WHAT IS EXPECTED: Write out again every line starting at the one that contains "the white lane" and ending at the one that contains "x=762 y=560", requests included, and shift each x and y coordinate in the answers up by 96. Leave the request text unchanged, and give only these lines.

RAW DATA:
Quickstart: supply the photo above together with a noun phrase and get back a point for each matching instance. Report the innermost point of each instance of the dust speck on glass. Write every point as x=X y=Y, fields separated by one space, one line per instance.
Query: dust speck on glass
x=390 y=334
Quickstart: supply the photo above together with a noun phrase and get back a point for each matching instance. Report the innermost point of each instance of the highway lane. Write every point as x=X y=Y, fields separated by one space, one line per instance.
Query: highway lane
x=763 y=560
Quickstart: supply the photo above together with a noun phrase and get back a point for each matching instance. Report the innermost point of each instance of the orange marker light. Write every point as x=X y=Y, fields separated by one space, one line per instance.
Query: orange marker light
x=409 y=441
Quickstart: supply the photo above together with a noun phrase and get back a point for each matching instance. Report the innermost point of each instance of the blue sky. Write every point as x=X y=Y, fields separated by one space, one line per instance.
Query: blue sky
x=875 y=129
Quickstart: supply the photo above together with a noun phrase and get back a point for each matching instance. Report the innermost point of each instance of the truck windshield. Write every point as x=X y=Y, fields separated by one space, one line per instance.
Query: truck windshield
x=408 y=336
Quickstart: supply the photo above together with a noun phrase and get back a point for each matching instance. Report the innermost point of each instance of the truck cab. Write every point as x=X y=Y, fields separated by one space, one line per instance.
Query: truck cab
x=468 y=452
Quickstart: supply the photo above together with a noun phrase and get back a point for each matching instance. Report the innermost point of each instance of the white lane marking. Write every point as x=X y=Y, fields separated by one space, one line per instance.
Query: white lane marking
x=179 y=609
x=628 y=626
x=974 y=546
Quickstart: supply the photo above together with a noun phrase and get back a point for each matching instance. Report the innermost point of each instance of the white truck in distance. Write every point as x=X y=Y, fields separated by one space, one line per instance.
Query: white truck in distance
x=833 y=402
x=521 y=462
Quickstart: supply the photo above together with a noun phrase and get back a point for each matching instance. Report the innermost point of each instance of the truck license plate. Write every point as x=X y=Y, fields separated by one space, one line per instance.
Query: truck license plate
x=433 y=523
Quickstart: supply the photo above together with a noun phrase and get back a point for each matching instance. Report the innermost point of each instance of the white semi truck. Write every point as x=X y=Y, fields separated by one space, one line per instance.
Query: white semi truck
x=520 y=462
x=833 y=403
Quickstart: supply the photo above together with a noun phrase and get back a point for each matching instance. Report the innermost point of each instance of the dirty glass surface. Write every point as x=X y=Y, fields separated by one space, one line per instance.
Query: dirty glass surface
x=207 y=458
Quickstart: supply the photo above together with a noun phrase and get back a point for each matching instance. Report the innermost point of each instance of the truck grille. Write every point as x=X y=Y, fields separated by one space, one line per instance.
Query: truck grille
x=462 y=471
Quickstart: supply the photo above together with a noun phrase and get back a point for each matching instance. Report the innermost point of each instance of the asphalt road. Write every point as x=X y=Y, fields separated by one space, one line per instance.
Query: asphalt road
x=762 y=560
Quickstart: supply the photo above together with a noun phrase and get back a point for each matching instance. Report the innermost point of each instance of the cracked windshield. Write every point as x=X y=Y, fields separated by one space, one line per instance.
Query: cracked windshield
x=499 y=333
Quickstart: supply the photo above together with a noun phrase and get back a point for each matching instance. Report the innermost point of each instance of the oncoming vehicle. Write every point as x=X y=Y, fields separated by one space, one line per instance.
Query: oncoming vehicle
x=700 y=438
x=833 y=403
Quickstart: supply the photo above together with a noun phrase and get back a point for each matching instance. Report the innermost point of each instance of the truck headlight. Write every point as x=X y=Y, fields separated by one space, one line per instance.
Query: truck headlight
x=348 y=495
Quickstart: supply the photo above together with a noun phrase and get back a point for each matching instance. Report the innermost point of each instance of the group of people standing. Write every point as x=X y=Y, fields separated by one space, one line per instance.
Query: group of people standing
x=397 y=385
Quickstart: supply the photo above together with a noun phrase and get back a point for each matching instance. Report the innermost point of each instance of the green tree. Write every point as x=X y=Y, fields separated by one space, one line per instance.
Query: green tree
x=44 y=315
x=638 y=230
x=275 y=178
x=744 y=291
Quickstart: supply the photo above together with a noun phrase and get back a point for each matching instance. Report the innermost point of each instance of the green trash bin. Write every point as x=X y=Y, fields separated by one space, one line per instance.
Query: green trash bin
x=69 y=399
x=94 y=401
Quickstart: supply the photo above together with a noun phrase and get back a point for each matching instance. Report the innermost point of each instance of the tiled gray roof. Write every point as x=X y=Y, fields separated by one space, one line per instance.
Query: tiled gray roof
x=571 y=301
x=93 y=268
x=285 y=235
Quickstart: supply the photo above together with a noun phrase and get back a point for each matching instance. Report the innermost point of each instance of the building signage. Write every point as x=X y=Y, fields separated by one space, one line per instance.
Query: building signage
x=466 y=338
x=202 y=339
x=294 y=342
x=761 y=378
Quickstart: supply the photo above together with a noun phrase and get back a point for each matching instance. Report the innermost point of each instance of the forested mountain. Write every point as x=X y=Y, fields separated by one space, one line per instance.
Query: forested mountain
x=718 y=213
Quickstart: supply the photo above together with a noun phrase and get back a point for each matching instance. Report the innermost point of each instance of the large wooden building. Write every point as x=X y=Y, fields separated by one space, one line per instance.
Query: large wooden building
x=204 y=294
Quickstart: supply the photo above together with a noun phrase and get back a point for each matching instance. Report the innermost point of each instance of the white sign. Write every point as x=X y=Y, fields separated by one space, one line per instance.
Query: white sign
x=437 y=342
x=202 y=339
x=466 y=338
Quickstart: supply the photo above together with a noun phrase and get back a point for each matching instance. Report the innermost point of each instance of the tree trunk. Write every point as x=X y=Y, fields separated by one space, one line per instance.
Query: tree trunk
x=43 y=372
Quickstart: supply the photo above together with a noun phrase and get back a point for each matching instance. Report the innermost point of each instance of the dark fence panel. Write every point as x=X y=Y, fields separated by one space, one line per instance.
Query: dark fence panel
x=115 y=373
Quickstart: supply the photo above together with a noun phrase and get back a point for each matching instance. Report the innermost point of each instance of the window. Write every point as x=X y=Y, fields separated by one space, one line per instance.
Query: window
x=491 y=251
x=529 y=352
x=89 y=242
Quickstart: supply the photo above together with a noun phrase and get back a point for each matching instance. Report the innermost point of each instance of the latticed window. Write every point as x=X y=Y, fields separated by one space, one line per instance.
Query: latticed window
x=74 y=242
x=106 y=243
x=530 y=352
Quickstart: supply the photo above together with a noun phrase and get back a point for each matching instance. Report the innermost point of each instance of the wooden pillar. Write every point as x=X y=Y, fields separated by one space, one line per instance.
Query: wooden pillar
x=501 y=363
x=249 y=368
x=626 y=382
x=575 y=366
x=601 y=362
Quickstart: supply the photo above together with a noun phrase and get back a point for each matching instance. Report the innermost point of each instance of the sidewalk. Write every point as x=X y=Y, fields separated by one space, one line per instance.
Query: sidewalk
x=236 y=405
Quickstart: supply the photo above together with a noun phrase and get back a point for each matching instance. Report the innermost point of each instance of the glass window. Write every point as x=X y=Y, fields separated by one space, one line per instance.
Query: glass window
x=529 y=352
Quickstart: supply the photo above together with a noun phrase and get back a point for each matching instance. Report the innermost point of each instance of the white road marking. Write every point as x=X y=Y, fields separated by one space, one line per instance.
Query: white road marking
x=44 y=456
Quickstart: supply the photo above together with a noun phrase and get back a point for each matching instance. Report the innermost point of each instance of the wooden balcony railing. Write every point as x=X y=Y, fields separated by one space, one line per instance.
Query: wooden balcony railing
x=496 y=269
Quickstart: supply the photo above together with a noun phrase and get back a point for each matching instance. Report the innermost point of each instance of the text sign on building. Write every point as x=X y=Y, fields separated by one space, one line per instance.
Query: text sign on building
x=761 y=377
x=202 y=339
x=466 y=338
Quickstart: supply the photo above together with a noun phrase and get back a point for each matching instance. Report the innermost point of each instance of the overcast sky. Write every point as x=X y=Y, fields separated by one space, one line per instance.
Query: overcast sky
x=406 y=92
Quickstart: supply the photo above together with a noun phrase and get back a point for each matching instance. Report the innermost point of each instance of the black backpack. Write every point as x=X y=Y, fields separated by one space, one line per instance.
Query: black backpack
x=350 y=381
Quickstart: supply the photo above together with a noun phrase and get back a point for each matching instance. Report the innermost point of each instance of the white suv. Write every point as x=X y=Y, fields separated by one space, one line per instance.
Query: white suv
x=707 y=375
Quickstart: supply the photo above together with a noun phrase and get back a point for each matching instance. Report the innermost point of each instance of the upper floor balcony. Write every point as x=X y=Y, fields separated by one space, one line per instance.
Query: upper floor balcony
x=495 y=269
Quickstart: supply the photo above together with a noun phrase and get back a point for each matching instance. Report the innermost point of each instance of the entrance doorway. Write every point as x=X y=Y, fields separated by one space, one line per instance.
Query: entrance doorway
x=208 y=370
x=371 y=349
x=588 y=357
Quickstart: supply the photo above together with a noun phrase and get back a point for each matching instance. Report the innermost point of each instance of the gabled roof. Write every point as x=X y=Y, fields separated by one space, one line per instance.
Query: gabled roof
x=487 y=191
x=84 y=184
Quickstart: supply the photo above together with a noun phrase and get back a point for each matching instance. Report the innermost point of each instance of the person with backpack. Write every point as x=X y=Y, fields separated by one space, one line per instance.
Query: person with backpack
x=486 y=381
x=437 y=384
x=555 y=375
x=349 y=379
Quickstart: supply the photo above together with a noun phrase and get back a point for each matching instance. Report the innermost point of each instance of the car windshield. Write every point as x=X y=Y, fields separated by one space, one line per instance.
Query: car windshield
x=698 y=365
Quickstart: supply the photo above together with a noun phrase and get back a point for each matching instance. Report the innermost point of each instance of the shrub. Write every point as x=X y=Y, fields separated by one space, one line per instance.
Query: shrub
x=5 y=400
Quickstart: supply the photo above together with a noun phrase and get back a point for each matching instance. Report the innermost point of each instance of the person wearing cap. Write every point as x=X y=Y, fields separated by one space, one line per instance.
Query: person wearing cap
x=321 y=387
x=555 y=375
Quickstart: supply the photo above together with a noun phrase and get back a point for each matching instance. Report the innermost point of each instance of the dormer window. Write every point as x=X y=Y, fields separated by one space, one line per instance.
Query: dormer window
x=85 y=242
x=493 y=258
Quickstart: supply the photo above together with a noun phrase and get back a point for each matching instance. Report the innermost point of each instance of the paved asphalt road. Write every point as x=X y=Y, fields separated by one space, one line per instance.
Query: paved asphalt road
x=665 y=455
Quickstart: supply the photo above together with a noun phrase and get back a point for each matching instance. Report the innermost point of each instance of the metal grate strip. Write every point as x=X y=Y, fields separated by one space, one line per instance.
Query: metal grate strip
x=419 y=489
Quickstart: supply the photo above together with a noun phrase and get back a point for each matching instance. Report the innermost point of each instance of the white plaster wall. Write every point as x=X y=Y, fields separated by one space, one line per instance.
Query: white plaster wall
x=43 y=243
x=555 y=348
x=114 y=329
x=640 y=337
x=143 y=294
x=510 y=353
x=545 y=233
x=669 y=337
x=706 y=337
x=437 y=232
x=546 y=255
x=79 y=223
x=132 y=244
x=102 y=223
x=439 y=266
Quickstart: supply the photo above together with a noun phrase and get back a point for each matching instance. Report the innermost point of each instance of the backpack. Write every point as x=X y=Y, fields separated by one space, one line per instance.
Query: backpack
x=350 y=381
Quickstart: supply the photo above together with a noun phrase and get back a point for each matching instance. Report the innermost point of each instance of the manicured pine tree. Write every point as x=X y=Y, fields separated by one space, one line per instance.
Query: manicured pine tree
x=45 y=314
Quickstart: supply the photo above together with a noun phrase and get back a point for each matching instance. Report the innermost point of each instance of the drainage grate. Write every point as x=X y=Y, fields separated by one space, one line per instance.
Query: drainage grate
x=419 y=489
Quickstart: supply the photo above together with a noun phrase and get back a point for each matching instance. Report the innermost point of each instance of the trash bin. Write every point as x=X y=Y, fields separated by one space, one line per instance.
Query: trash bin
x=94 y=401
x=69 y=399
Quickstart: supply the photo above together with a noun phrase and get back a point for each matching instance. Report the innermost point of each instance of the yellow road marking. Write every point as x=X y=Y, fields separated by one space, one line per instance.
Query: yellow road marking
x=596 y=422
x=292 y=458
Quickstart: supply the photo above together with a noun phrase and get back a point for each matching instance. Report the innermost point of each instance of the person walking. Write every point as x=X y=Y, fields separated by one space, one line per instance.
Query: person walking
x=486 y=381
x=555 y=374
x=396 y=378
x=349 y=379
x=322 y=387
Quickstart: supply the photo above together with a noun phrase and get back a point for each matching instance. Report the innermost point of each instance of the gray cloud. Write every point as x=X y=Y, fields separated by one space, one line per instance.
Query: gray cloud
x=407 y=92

ANSWER FOR THE TASK:
Quickstart: supply the photo above together with a noun phrase and get back a point for each matching instance. Report the innermost point of each instance of the white lane marking. Write every point as x=X y=Y, fields separated by one space, one line per instance.
Query: white lane marking
x=275 y=705
x=724 y=722
x=1070 y=642
Quickstart: supply the photo above together with a noun phrase and get back a point for each matching instance. Report the innermost point of each instance of the white truck in distance. Write every point as x=X y=Y, fields separated by one space, one line per instance.
Query: white truck in distance
x=929 y=498
x=617 y=558
Quickstart: supply the photo above together with a noun phrase and get back a point for each matching instance. Report the innermost point of each instance of the truck license plate. Write every point as x=X y=Y, fields separated by one space, one line per instance.
Query: truck license plate
x=529 y=619
Quickstart: supply the photo above together with a noun phrase and get back a point for each matching instance. Report the innermost point of each instance of the white semi truck. Write every point as x=X y=Y, fields separated by one space, one line per instance.
Query: white semi truck
x=616 y=558
x=929 y=499
Quickstart: supply the photo above together with a noun phrase and get back a point for each matching instance. Report the innermost point of each instance of the dirty glass surface. Write every point as x=X y=Y, fields separated by one space, one line per instance.
Query: dirty glass surface
x=303 y=554
Quickstart: supply the photo above together with a noun phrase and get back a point for each matching instance. Report the innermost point of each instance of the truck grille. Write every point as x=X y=Y, fields separated by one space, one line per instance.
Query: truck grille
x=558 y=567
Quickstart: supply the photo above together with a noun phrase and get back a point for each matching instance. Report the innermost point of each instance of the asphalt road. Write every point as x=X y=Y, fields separated by one space, one line per instance.
Query: asphalt road
x=858 y=656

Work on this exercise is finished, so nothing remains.